Entries for identifying locations:
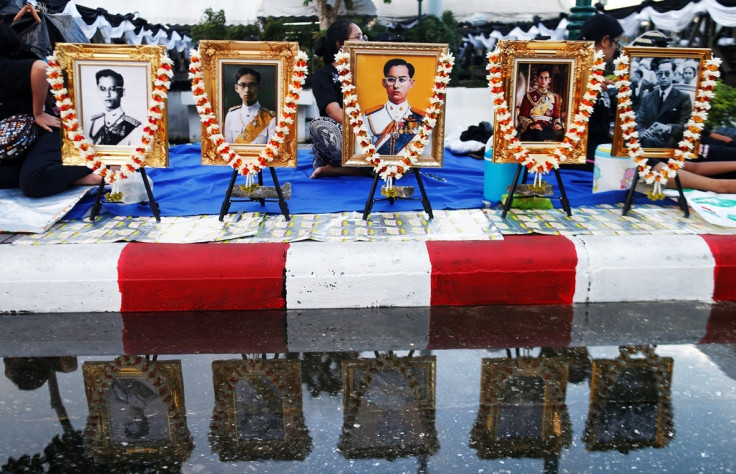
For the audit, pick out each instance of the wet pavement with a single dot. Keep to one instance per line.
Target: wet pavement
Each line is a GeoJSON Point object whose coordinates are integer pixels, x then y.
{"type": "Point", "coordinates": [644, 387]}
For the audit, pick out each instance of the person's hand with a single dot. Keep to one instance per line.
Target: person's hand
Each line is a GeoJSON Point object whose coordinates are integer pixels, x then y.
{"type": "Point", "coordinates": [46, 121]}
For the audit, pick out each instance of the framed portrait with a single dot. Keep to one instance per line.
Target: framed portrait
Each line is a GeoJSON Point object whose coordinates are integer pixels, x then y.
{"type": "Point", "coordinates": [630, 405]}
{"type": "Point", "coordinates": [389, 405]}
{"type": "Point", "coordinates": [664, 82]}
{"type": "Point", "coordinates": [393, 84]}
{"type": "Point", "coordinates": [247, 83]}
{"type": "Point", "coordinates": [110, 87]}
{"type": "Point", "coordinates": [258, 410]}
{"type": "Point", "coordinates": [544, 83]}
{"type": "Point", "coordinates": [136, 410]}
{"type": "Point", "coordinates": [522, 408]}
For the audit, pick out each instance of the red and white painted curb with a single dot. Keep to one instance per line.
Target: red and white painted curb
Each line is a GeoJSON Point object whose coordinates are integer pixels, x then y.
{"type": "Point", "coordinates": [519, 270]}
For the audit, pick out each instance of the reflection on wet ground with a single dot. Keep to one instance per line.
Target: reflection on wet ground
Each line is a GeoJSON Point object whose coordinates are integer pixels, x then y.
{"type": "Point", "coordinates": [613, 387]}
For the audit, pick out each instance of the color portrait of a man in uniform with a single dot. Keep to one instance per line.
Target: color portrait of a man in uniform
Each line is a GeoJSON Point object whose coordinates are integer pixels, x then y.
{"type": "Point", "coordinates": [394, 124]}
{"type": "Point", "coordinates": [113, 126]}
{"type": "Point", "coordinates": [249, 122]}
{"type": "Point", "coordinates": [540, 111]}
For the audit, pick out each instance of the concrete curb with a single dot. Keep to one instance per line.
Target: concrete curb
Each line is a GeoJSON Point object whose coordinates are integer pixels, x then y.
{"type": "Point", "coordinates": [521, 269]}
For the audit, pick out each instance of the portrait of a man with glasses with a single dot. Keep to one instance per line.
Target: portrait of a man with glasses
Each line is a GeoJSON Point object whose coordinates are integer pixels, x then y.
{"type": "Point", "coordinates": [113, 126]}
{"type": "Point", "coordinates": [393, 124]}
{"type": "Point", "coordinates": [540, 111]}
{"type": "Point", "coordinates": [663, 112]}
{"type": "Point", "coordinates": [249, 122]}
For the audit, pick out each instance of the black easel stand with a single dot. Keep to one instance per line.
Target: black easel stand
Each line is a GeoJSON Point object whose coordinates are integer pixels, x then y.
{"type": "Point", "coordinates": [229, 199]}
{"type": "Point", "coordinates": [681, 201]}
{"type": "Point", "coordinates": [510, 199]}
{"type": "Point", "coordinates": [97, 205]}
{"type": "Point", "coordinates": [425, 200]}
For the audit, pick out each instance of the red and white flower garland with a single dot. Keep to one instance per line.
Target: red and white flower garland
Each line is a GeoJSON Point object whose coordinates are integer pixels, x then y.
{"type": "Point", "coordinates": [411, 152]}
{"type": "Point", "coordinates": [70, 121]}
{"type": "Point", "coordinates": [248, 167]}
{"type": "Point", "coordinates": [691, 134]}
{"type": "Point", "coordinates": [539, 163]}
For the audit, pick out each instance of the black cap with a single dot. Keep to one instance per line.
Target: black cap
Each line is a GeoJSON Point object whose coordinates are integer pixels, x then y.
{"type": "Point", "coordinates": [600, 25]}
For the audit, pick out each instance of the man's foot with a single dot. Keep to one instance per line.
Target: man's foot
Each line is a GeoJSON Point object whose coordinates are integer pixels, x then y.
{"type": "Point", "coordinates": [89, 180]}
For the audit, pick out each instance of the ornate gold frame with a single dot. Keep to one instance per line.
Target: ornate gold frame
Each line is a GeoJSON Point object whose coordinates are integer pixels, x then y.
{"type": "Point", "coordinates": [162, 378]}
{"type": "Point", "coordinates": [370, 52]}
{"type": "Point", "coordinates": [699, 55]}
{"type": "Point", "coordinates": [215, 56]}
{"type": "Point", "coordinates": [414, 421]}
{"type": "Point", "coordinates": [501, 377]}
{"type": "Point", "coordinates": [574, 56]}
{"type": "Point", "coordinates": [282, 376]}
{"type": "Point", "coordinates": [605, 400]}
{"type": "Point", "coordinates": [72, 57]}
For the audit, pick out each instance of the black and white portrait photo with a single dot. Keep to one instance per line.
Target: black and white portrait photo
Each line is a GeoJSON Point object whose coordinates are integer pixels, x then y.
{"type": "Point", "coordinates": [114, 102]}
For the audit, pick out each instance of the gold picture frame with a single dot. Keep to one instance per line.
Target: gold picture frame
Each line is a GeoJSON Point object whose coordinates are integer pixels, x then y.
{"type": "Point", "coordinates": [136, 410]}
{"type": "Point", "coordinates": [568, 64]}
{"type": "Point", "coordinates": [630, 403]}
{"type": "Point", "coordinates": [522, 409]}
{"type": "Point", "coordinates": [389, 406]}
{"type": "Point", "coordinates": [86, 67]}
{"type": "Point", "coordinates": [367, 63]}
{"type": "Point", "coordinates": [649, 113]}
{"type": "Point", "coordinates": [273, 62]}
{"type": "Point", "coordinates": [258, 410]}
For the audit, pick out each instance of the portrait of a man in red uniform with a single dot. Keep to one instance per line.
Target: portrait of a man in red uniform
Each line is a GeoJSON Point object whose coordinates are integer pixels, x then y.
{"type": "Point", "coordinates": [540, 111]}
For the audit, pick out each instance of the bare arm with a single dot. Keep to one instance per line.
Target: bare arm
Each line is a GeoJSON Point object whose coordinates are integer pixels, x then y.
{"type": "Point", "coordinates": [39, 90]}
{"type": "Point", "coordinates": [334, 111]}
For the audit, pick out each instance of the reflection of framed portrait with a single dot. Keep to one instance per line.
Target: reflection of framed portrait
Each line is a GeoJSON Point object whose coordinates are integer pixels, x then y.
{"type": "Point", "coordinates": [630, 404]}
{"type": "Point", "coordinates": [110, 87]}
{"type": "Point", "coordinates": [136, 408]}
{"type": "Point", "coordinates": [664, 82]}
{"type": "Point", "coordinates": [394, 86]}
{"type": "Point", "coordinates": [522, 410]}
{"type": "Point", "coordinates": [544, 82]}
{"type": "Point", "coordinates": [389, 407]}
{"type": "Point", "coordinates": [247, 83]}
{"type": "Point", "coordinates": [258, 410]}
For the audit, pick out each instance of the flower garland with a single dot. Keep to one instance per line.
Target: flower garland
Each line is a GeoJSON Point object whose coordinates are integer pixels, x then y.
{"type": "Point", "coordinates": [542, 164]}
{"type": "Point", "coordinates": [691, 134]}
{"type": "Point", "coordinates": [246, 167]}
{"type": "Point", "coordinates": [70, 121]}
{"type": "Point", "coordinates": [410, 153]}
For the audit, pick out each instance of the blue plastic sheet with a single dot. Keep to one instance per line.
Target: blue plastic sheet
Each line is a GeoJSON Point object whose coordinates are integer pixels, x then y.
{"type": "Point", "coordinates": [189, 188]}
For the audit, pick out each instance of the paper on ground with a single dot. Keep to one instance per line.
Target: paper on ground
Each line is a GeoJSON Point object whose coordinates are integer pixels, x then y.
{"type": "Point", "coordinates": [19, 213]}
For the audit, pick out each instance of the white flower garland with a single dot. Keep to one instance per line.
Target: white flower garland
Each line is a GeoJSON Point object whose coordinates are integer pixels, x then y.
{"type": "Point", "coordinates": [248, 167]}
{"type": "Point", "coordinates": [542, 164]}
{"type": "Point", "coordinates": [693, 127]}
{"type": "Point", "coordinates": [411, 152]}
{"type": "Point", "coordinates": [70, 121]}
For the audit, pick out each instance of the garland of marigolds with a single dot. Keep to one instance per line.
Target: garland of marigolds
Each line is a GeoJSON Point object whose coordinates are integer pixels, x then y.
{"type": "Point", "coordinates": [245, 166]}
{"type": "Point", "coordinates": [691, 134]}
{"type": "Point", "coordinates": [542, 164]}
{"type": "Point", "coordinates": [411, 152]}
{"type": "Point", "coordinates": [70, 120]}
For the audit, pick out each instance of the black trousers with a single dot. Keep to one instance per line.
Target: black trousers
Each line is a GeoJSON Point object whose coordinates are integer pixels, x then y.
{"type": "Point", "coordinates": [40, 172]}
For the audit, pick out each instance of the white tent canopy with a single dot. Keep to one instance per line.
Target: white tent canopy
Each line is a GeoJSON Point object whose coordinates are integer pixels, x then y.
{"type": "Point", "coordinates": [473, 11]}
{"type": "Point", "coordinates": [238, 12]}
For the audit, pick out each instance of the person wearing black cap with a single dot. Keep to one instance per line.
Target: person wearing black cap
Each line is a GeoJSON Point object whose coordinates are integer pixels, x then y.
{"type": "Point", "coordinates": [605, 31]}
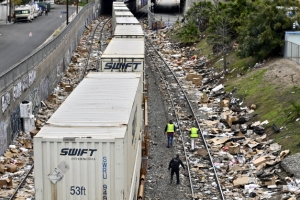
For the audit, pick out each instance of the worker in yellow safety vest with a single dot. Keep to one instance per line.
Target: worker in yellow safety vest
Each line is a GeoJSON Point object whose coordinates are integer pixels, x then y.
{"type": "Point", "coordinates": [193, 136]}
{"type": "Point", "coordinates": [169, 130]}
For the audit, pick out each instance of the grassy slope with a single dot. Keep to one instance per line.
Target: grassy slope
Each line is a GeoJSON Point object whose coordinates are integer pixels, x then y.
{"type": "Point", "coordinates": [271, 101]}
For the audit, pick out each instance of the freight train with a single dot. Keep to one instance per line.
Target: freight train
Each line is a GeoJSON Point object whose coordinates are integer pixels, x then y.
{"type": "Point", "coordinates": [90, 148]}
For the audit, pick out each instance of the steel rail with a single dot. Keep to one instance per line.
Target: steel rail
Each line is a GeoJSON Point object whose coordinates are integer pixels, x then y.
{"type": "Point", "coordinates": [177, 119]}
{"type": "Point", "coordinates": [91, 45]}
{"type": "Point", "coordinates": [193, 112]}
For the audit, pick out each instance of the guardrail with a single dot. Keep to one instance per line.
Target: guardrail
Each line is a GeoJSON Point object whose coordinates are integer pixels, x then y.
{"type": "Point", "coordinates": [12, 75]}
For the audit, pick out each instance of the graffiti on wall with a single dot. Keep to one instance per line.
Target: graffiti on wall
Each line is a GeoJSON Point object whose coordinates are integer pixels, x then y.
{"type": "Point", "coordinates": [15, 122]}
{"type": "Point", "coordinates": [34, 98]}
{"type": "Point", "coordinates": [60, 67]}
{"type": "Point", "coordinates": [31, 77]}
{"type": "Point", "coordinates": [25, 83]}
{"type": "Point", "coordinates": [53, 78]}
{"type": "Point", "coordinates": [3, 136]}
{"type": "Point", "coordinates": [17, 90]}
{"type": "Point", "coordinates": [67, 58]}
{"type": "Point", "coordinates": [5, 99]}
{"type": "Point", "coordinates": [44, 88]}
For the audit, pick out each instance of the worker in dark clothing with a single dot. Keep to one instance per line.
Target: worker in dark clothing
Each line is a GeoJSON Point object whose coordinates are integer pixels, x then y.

* * *

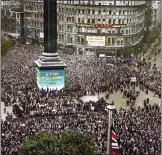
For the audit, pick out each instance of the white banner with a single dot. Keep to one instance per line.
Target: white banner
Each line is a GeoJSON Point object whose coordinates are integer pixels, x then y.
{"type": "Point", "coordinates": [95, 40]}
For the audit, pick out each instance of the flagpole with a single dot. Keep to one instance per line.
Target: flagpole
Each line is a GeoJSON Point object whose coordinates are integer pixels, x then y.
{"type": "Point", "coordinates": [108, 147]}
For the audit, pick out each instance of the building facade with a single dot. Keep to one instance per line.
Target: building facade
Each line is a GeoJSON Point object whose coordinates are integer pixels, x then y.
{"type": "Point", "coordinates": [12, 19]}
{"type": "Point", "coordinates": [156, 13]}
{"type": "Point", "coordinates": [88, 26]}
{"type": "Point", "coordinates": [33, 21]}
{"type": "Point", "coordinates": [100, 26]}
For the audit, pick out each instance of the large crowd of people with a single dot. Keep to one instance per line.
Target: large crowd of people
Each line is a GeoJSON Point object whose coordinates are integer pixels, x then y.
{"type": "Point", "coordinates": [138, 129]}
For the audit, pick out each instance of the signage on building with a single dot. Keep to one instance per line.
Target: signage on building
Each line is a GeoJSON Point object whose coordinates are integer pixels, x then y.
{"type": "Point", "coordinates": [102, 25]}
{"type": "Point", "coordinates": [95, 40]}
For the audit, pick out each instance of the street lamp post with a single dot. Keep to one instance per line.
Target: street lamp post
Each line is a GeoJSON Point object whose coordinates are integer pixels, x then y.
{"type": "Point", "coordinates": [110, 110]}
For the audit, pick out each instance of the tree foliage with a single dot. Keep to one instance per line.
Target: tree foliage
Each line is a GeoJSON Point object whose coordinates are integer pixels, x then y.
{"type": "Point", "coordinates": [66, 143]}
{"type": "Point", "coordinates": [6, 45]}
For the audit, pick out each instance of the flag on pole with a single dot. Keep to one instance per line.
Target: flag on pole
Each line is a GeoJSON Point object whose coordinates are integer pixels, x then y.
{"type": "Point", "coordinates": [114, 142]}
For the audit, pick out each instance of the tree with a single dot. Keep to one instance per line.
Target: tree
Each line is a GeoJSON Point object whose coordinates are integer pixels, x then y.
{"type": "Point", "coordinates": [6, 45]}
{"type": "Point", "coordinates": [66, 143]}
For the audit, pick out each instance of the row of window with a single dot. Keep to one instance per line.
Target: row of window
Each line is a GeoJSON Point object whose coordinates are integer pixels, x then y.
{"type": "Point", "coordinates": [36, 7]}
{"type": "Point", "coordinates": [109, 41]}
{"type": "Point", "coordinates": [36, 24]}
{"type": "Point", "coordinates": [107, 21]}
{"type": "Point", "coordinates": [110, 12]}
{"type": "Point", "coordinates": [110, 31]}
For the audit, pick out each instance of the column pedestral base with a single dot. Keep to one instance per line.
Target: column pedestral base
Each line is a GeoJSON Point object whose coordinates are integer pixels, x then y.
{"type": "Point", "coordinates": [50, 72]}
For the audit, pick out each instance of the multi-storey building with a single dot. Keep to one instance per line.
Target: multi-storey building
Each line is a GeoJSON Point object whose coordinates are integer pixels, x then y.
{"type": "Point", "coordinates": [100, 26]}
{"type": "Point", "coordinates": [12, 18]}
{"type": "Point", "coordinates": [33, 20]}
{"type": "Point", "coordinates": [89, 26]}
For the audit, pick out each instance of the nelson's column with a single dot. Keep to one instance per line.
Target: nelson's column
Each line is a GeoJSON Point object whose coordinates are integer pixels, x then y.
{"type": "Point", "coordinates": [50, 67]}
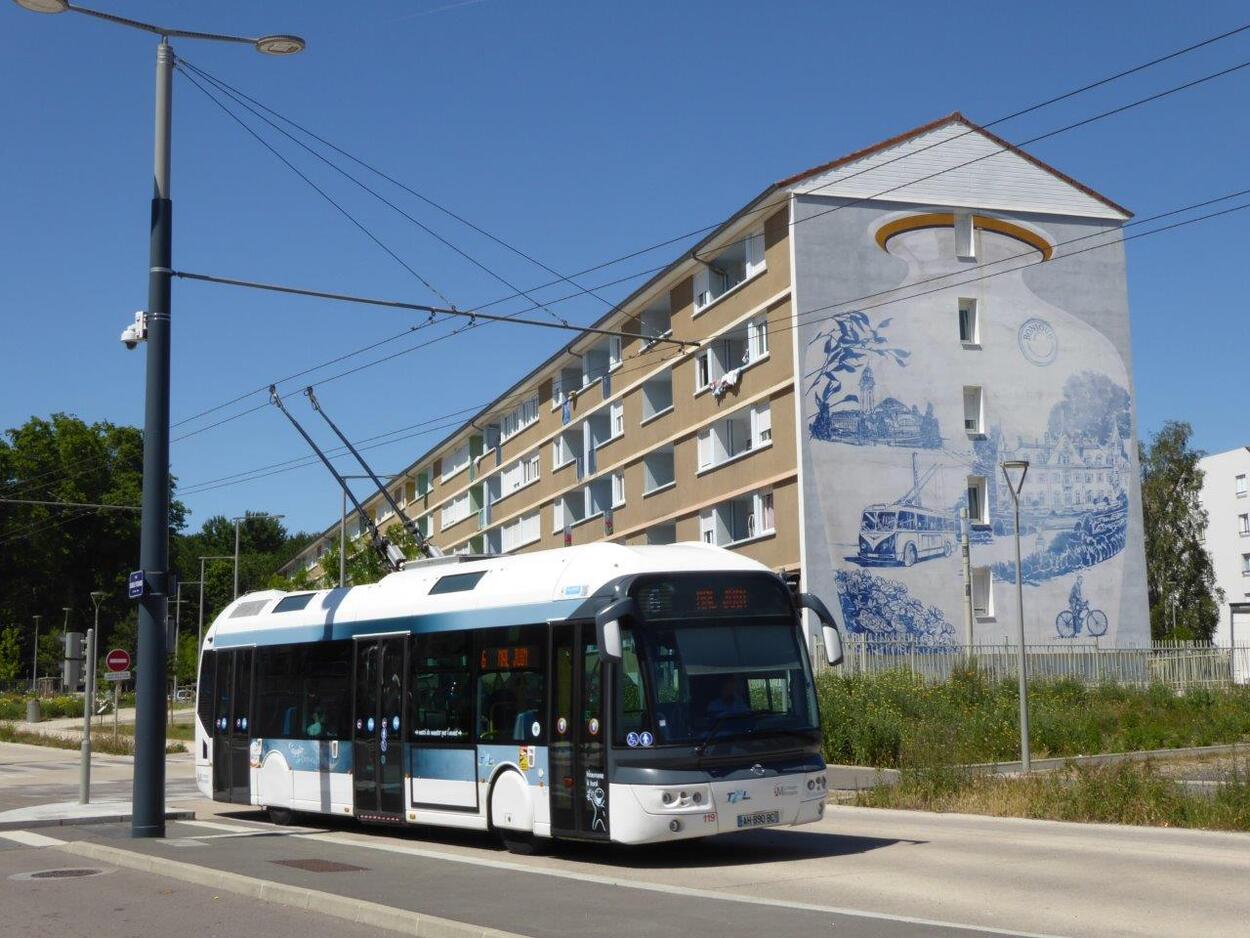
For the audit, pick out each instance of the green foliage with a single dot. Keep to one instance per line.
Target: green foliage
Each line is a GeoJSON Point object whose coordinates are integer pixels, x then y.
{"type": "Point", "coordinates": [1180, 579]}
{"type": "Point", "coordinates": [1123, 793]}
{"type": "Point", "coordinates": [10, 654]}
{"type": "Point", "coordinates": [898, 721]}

...

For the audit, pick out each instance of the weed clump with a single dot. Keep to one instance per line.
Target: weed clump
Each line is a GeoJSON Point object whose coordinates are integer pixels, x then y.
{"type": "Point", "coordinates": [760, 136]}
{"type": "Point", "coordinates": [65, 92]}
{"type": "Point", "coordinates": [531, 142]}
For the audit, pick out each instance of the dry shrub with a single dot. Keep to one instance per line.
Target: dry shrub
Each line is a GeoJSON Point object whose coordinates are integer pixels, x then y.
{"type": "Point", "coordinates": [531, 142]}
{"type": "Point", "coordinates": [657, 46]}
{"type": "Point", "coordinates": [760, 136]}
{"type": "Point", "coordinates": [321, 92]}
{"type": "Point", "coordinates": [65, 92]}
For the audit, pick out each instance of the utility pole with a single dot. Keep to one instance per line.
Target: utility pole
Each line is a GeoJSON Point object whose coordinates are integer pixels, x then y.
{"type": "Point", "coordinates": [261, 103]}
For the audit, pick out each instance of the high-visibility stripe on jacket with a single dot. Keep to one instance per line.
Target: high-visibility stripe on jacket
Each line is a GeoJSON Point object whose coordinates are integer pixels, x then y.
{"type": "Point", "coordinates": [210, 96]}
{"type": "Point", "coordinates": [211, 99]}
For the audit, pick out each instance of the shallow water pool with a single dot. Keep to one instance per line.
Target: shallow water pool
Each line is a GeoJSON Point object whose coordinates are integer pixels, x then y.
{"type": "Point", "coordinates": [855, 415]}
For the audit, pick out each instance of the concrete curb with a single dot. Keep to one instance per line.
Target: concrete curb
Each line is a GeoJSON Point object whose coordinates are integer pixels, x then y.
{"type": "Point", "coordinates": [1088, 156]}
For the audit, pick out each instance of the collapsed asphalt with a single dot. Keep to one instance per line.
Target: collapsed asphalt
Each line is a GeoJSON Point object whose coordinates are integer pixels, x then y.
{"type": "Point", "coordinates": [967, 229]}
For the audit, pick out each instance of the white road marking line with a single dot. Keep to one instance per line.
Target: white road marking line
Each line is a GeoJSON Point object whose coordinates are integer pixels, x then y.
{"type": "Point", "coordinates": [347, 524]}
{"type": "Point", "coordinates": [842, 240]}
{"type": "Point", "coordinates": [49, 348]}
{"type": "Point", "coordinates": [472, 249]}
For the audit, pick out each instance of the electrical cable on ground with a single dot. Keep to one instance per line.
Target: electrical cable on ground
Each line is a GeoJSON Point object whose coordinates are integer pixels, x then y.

* _Set task_: Locate each line above that contains the word "window" and copy those lines in full. Case counts.

* _Complete answer_:
For the audit, pick out each instance of the row of window with a single dot. Keep to one instance per line.
Target: row of window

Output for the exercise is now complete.